Goals:
a – According to the DINOv2 API page, which model option is the recommended one?
b – Resume the DINOv2 API page after its final line, carrying on the attention visualization section.

Reading text:
((

Skip to content

DINOv2 API - Feature Extraction & Analysis

The dinov2 module provides self-supervised feature extraction using DINOv2 models, enabling data-efficient subset selection and visualization for primate face analysis.

Quick Reference

from dinov2.core import DINOv2Extractor
from dinov2.visualization import UMAPVisualizer, PatchVisualizer
from dinov2.selection import DiverseImageSelector

Main Classes

DINOv2Extractor

Core feature extraction interface for DINOv2 models.

extractor = DINOv2Extractor(
    model_name="facebook/dinov2-base",
    device="cuda",
    batch_size=32,
    num_workers=4
)

# Extract from directory
embeddings, image_ids = extractor.extract_from_directory("./images/")

# Extract from CSV
embeddings, ids = extractor.extract_from_csv("data.csv")

# Save embeddings
extractor.save_embeddings(embeddings, ids, "features.pt")

Model Options: - facebook/dinov2-small - 21M params, 384-dim (fast) - facebook/dinov2-base - 86M params, 768-dim (recommended) - facebook/dinov2-large - 300M params, 1024-dim (accurate) - facebook/dinov2-giant - 1.1B params, 1536-dim (best)

UMAPVisualizer

Dimensionality reduction and visualization of embeddings.

visualizer = UMAPVisualizer(
    n_neighbors=15,
    min_dist=0.1,
    metric="cosine"
)

# Compute UMAP projection
projection = visualizer.fit_transform(embeddings)

# Cluster embeddings
labels = visualizer.cluster(n_clusters=100)

# Generate visualizations
visualizer.plot_static("umap.png", dot_size=50)
visualizer.plot_interactive("umap.html", show_images=True)

DiverseImageSelector

Active learning strategies for subset selection.

selector = DiverseImageSelector(strategy="hybrid")

# Select diverse subset
indices = selector.select(
    embeddings,
    n_samples=1000,
    n_clusters=100,
    fps_ratio=0.5
)

# Get selected image IDs
selected_ids = [image_ids[i] for i in indices]

Strategies: - random - Random sampling - cluster - K-means based selection - fps - Farthest point sampling - hybrid - Combined approach (best)

Common Usage Patterns

Complete Pipeline

from dinov2.core import DINOv2Extractor
from dinov2.visualization import UMAPVisualizer
from dinov2.selection import DiverseImageSelector

# 1. Extract features
extractor = DINOv2Extractor()
embeddings, ids = extractor.extract_from_directory("images/")

# 2. Visualize
visualizer = UMAPVisualizer()
visualizer.fit_transform(embeddings)
visualizer.cluster(n_clusters=50)
visualizer.plot_interactive("analysis.html")

# 3. Select subset
selector = DiverseImageSelector(strategy="hybrid")
indices = selector.select(embeddings, n_samples=500)
print(f"Selected {len(indices)} diverse images")

Attention Visualization

from dinov2.visualization import PatchVisualizer

visualizer = PatchVisualizer(model_name="facebook/dinov2-base")

))

Listing:
((

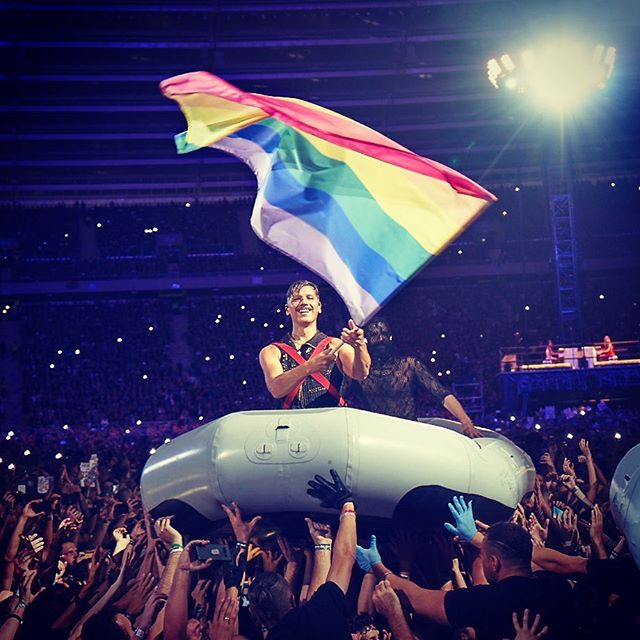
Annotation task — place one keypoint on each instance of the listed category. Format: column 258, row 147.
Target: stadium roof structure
column 84, row 119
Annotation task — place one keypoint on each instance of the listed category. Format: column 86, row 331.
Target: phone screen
column 219, row 552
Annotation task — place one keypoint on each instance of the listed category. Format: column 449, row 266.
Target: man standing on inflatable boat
column 306, row 368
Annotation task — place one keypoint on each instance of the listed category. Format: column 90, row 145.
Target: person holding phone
column 306, row 368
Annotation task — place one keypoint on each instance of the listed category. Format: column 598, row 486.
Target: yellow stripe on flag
column 210, row 118
column 428, row 208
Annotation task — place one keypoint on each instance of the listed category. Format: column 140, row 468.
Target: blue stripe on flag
column 319, row 209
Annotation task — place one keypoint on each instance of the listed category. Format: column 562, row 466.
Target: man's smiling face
column 304, row 305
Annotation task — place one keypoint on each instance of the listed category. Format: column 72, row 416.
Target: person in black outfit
column 325, row 615
column 506, row 553
column 393, row 382
column 306, row 368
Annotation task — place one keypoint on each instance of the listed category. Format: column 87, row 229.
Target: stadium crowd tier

))

Written responses:
a – facebook/dinov2-base, with 86M parameters and 768-dimensional embeddings.

b –
# Visualize attention for single image
visualizer.visualize_attention(
    "primate.jpg",
    output_path="attention.png",
    layer=-1  # Last layer
)

Batch Processing

from pathlib import Path

# Process multiple directories
directories = ["dataset1/", "dataset2/", "dataset3/"]
all_embeddings = []

for dir_path in directories:
    embeddings, ids = extractor.extract_from_directory(dir_path)
    all_embeddings.append({
        "dir": dir_path,
        "embeddings": embeddings,
        "ids": ids
    })

CLI Interface

The module provides a comprehensive CLI:

# Extract features
python -m dinov2.dinov2_cli extract --input images/ --output features.pt

# Visualize
python -m dinov2.dinov2_cli visualize --embeddings features.pt --output umap.html --interactive

# Select subset
python -m dinov2.dinov2_cli select --embeddings features.pt --n 1000 --strategy hybrid

# Generate patches
python -m dinov2.dinov2_cli patches --images images/ --output patches/

Output Formats

Embeddings File

{
    'embeddings': torch.Tensor,  # Shape: (N, feature_dim)
    'image_ids': List[str],      # Length: N
    'model_name': str,           # e.g., "facebook/dinov2-base"
    'timestamp': str,            # ISO format
    'metadata': dict             # Additional info
}

Selection Output

# selected_images.txt
image_001.jpg
image_042.jpg
image_087.jpg
...

Performance Considerations

Memory Management

# For large datasets
def process_in_chunks(image_dir, chunk_size=5000):
    extractor = DINOv2Extractor(batch_size=16)

    for chunk in chunk_directory(image_dir, chunk_size):
        embeddings = extractor.extract_from_list(chunk)
        torch.save(embeddings, f"chunk_{i}.pt")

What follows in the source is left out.